◆ **TRY IT**
Give the lines below again exactly, starting with the line that holds "Mark every instance of the car wheel" and going on through the line that holds "Mark every instance of the dream".

####################

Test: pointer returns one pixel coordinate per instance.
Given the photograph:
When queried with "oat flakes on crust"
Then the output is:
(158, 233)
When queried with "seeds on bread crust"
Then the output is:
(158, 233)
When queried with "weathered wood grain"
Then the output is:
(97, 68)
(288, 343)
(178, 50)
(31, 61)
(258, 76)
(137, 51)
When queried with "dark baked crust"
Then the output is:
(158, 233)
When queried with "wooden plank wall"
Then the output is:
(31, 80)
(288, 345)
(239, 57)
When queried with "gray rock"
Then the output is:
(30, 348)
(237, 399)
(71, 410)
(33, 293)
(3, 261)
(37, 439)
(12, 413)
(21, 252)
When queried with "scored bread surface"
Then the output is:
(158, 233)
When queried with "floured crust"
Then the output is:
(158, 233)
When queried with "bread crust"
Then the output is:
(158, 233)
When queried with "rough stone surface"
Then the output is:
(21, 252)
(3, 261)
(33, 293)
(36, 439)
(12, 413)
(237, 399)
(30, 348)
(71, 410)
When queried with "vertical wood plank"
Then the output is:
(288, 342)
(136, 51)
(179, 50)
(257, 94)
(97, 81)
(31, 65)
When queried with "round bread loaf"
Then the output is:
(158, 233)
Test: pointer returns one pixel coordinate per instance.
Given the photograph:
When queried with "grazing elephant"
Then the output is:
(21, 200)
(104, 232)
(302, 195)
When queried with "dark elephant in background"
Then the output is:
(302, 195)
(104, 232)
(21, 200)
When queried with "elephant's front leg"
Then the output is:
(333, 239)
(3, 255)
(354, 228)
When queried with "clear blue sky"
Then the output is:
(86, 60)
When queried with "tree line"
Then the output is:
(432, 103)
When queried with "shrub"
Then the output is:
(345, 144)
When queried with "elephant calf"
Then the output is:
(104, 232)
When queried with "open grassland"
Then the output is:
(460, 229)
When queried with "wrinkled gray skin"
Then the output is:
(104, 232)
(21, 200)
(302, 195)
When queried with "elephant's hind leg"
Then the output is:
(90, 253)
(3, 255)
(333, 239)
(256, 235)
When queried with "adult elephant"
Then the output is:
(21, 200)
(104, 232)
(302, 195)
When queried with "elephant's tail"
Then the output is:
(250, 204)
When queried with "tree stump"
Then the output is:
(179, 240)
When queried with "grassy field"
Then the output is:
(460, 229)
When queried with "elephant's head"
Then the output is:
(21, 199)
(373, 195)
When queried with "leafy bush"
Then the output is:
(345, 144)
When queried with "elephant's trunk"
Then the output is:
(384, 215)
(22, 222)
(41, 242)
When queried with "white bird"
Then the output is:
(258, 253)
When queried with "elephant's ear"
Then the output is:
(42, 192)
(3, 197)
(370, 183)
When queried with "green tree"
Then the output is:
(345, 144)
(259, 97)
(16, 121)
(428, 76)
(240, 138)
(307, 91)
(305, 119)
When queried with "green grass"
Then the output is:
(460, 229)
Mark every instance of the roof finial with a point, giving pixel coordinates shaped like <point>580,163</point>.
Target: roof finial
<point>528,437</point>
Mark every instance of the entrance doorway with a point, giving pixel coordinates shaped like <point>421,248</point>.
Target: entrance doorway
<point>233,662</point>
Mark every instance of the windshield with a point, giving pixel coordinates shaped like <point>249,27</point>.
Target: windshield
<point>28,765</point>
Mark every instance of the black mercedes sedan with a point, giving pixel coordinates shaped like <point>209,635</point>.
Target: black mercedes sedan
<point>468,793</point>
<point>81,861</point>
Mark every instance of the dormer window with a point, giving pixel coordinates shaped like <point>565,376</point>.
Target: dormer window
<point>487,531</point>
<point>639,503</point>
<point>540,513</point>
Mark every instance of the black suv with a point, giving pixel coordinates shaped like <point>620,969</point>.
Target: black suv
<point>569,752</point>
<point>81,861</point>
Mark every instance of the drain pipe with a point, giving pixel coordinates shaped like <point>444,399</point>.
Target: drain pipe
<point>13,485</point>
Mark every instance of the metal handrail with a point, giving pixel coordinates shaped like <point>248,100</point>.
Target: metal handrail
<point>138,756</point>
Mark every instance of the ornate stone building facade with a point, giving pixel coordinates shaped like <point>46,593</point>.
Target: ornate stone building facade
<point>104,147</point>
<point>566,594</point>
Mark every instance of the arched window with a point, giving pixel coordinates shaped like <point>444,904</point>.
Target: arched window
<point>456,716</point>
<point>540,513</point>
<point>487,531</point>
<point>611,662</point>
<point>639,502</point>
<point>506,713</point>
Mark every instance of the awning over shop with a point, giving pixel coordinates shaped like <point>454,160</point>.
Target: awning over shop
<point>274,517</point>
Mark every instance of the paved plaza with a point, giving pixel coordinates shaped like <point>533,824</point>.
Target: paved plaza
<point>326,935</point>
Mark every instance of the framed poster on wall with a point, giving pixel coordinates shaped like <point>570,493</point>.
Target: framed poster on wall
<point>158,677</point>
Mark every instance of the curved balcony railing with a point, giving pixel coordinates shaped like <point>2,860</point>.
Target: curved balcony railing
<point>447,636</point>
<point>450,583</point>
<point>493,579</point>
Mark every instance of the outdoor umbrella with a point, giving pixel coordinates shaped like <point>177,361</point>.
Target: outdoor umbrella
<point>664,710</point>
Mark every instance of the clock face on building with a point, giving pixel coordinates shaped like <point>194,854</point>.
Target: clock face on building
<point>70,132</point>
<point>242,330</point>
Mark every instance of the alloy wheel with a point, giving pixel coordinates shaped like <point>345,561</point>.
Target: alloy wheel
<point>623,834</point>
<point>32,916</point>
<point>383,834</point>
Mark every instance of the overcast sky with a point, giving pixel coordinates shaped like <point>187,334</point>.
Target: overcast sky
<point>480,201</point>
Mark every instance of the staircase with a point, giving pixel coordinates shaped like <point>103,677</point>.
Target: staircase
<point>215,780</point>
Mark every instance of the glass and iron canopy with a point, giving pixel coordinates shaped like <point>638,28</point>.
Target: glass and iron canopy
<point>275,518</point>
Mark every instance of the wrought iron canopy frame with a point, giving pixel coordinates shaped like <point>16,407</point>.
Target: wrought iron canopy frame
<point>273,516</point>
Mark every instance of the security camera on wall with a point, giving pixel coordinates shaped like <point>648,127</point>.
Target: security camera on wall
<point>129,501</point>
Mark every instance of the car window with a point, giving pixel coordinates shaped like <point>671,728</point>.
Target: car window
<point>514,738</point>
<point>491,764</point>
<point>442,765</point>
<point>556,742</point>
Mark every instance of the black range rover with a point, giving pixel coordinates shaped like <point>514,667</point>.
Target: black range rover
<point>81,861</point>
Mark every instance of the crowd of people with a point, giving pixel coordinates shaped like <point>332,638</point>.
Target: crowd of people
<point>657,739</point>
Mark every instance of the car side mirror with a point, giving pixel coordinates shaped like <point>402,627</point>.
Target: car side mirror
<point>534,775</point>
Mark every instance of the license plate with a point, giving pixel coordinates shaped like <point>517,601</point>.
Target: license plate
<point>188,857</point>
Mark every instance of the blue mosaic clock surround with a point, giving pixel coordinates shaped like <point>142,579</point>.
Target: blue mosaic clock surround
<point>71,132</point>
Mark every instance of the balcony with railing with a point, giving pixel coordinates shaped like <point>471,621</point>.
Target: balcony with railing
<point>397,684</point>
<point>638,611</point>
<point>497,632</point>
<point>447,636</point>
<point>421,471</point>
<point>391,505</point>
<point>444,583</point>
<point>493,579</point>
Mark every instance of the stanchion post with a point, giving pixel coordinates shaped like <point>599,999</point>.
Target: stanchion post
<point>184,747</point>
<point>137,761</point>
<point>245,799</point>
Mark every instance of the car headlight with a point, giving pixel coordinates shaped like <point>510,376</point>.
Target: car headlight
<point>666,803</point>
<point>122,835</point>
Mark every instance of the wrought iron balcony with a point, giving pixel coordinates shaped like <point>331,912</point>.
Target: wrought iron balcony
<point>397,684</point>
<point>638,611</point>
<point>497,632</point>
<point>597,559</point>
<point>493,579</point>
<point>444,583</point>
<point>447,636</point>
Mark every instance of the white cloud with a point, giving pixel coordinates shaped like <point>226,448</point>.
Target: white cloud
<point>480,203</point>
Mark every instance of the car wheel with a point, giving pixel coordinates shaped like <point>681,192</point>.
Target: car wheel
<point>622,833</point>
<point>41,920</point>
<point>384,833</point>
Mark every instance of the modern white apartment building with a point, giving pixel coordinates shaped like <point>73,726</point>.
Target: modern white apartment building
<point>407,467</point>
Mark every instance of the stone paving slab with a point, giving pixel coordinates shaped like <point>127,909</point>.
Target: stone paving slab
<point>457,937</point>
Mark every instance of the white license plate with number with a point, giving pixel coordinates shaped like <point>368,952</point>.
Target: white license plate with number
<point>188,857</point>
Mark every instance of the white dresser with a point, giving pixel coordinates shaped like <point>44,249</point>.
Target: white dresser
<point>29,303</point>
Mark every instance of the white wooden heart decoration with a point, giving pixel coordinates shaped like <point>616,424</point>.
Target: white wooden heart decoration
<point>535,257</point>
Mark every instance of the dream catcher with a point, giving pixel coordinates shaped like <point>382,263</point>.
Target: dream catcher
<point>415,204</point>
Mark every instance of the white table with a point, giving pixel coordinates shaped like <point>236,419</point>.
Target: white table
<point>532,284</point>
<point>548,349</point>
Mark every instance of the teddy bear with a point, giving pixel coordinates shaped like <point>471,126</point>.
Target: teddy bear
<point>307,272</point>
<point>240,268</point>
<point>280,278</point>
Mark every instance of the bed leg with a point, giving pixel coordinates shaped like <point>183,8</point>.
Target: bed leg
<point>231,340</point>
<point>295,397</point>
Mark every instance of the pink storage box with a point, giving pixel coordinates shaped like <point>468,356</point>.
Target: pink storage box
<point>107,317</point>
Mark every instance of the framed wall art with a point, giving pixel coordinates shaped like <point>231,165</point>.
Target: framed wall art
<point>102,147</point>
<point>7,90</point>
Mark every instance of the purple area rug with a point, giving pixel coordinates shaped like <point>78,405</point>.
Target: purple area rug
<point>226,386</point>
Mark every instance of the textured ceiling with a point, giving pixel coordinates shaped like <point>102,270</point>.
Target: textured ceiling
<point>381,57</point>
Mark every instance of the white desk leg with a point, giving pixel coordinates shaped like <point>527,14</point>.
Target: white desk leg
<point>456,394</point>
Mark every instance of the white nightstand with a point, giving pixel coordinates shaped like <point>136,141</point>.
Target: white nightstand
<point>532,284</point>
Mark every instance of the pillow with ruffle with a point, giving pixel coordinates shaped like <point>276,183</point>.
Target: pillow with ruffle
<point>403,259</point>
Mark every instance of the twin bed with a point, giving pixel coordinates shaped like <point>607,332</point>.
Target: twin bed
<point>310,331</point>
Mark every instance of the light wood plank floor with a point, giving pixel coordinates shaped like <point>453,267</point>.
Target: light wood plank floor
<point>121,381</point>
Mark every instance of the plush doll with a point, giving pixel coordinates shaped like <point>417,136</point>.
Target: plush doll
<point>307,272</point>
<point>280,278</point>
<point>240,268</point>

####################

◆ **OUTPUT OF THE EXERCISE**
Mark every instance of the car wheel with a point, giving pixel coordinates shaped like <point>681,192</point>.
Target: car wheel
<point>622,833</point>
<point>41,920</point>
<point>384,833</point>
Mark every instance of the modern white apartment building with a point, giving pixel coordinates shaped like <point>73,726</point>.
Target: modern white apartment building
<point>407,467</point>
Mark every instance of the stone paving slab with a point, giving pixel coordinates shaped like <point>127,909</point>.
Target: stone paving slab
<point>457,937</point>
Mark every instance of the white license plate with number with a point, giving pixel coordinates shaped like <point>368,952</point>.
Target: white license plate with number
<point>188,857</point>
Mark every instance of the white dresser with a point, giving pixel coordinates shaped like <point>44,249</point>.
Target: white dresser
<point>29,303</point>
Mark every instance of the white wooden heart decoration with a point, giving pixel coordinates shaped like <point>616,424</point>.
Target: white wooden heart decoration
<point>535,257</point>
Mark every instance of the dream catcher with a point, giving pixel coordinates shaped like <point>382,263</point>.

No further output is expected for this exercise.